Belly Breathing diagram
Poses & Techniques

Belly Breathing: Reduce Anxiety and Stress with this Easy Breathing Technique

“Shallow breathing often accompanies stress, anxiety, and other psychological difficulties. This is typically a result of sympathetic over-arousal, commonly referred to as the “fight or flight response.” With practice, diaphragmatic breathing lead to a reversal of fight or flight, to a quieting response modulated by the parasympathetic nervous system.”

– Department of Veterans Affairs

Diaphragmatic Breathing a.k.a Belly Breathing

Breathing is probably something you haven’t thought much about. Why would you? It’s something that you’ve done naturally since the day you were born. That’s because breathing is part of our autonomic nervous system, or the involuntary nervous system. 

This system speeds up your breath when you’re in your ‘Fight or Flight’ stress response or slows it down when you’re in ‘Rest and Digest’. Either way, it’s a process we rarely give much thought to, even though it’s a major body function. As a result, most of our breathing is ‘chest breathing’ which is short and shallow breaths. 

While perfectly functional, this breath pattern doesn’t promote as much oxygen exchange or have the soothing properties as alternative breaths do. And there are a lot of benefits to be gained from conscious breath work and breathing exercises, especially for stroke survivors and traumatic brain injuries (TBIs).

They can help with cognitive functioning, reduce stress and anxiety, help manage pain, and even help you sleep better! 

Now that we know the benefits of breath work, let’s talk about some easy at home practices that are safe for stroke and TBIs.

An excellent first breath exercise is Diaphragmatic Breathing, more commonly known as belly breathing. This breath works by consciously engaging the diaphragm in a full and complete inhale and exhale, moving the breathing from your ‘chest’ to your ‘belly’.

Supplied material:
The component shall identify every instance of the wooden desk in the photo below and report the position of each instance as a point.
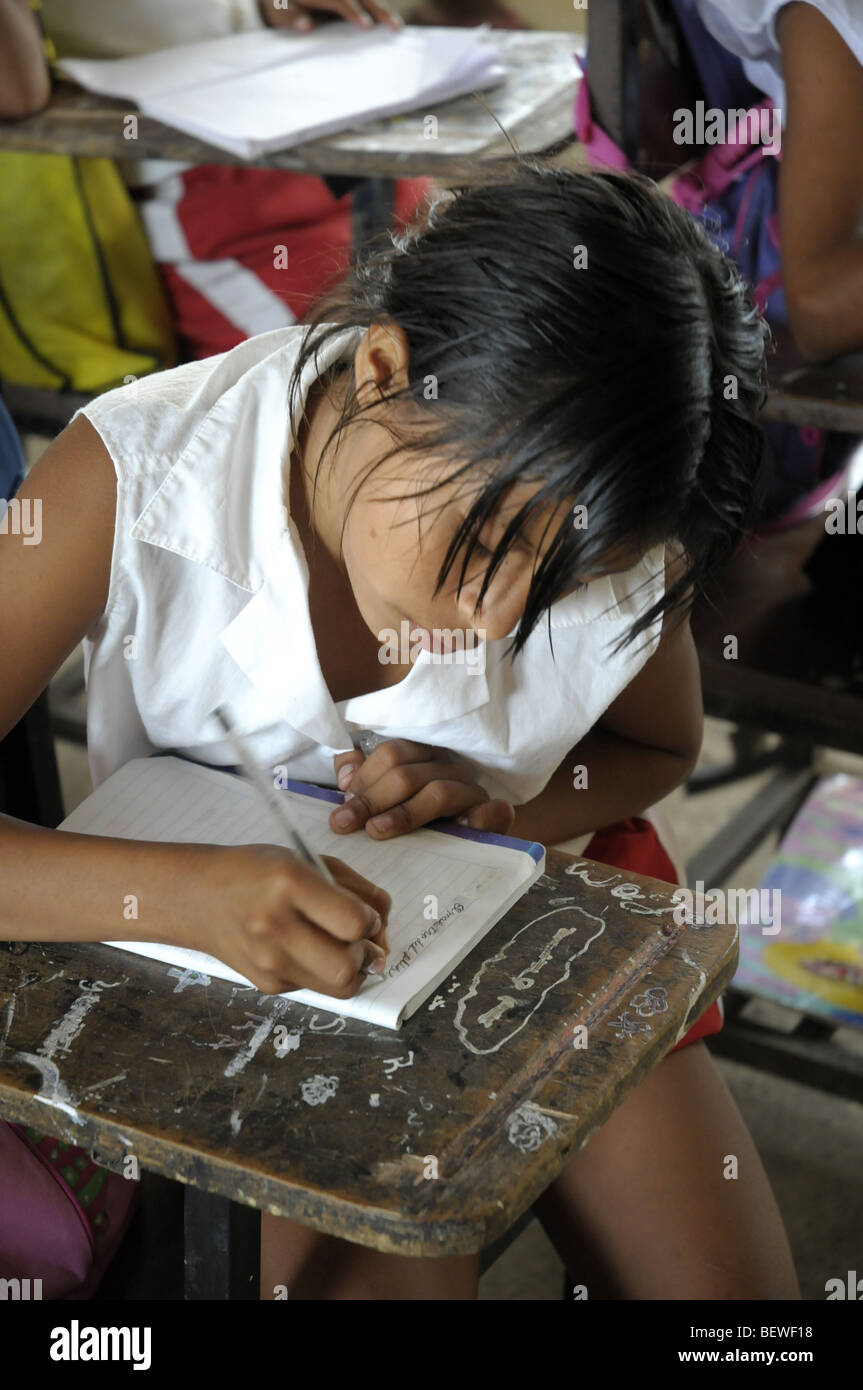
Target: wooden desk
(534, 104)
(270, 1104)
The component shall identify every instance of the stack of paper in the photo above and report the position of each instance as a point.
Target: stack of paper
(260, 92)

Exercise requirements:
From the belly breathing text above, list each benefit of breath work named in the sentence that begins "They can help with".

Output for this task:
- Help with cognitive functioning
- Reduce stress and anxiety
- Help manage pain
- Help you sleep better